Данные для определения положения:
───
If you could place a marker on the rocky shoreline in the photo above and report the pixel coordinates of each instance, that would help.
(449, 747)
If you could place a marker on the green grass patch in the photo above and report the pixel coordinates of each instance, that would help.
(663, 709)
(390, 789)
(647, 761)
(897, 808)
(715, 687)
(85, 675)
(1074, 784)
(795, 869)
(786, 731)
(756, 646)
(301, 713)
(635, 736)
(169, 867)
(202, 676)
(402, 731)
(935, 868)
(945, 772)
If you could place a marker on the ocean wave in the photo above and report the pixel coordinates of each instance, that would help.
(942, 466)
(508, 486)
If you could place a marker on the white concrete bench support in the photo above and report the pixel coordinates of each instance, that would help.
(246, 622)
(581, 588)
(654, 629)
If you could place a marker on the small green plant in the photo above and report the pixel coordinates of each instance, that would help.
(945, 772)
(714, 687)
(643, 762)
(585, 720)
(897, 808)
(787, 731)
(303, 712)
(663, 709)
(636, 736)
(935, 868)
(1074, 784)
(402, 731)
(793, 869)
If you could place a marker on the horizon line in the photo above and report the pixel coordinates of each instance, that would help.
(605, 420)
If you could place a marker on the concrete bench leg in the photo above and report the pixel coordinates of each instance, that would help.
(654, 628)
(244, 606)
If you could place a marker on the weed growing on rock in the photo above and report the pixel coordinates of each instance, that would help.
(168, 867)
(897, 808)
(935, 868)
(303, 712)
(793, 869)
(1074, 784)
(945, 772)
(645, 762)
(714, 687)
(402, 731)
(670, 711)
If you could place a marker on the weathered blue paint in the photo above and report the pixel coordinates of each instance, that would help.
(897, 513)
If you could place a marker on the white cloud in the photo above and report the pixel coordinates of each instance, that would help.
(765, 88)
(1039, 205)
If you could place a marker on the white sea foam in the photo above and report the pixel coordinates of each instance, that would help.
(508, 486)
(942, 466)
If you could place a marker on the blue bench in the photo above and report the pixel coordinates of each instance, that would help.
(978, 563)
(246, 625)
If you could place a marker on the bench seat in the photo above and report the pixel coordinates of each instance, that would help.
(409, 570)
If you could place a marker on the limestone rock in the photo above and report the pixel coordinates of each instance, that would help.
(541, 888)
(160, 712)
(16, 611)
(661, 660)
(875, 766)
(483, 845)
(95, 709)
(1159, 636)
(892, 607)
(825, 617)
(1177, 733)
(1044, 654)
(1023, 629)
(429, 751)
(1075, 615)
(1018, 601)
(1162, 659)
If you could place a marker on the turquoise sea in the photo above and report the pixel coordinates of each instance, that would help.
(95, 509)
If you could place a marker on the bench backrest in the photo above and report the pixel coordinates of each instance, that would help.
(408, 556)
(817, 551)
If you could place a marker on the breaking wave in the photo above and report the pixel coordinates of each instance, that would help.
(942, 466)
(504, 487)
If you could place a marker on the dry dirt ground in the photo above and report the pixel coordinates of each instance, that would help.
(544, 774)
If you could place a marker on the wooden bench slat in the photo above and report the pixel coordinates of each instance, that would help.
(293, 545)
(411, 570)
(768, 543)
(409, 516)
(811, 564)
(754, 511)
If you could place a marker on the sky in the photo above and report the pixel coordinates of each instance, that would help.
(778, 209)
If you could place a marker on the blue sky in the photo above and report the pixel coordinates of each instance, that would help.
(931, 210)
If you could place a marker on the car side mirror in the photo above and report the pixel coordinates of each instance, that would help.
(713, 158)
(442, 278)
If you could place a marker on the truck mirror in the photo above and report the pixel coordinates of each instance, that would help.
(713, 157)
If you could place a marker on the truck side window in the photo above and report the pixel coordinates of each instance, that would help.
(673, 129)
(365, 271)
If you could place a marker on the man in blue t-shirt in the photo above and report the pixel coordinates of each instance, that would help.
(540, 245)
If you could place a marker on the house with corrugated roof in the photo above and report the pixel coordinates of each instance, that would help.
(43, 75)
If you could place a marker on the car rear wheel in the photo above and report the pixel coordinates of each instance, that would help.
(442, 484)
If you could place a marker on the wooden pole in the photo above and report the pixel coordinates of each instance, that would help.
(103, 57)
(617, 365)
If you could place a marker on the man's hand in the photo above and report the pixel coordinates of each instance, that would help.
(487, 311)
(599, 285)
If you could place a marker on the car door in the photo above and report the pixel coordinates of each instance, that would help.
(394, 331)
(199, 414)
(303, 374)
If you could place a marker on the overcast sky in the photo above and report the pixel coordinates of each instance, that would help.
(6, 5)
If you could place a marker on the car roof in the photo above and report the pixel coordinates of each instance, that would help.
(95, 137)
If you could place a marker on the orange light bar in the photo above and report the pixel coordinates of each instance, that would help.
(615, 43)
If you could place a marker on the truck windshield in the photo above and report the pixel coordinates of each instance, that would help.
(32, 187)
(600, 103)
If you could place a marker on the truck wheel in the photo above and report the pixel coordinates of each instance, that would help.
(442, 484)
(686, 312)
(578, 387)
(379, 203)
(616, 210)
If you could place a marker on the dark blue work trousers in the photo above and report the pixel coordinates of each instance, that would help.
───
# Ваше задание:
Представьте в виде таблицы Markdown все строки данных от строки, содержащей «If you could place a marker on the orange», до самого конца данных включительно, пропустив пустые строки. В первом столбце «Номер» укажите порядковый номер строки, а во втором столбце «Строка данных» приведите саму строку.

# Письменный ответ:
| Номер | Строка данных |
|---|---|
| 1 | If you could place a marker on the orange light bar in the photo above and report the pixel coordinates of each instance, that would help. |
| 2 | (615, 43) |
| 3 | If you could place a marker on the truck windshield in the photo above and report the pixel coordinates of each instance, that would help. |
| 4 | (32, 187) |
| 5 | (600, 103) |
| 6 | If you could place a marker on the truck wheel in the photo above and report the pixel coordinates of each instance, that would help. |
| 7 | (442, 484) |
| 8 | (686, 312) |
| 9 | (578, 387) |
| 10 | (379, 203) |
| 11 | (616, 210) |
| 12 | If you could place a marker on the dark blue work trousers in the photo above and report the pixel coordinates of each instance, that would help. |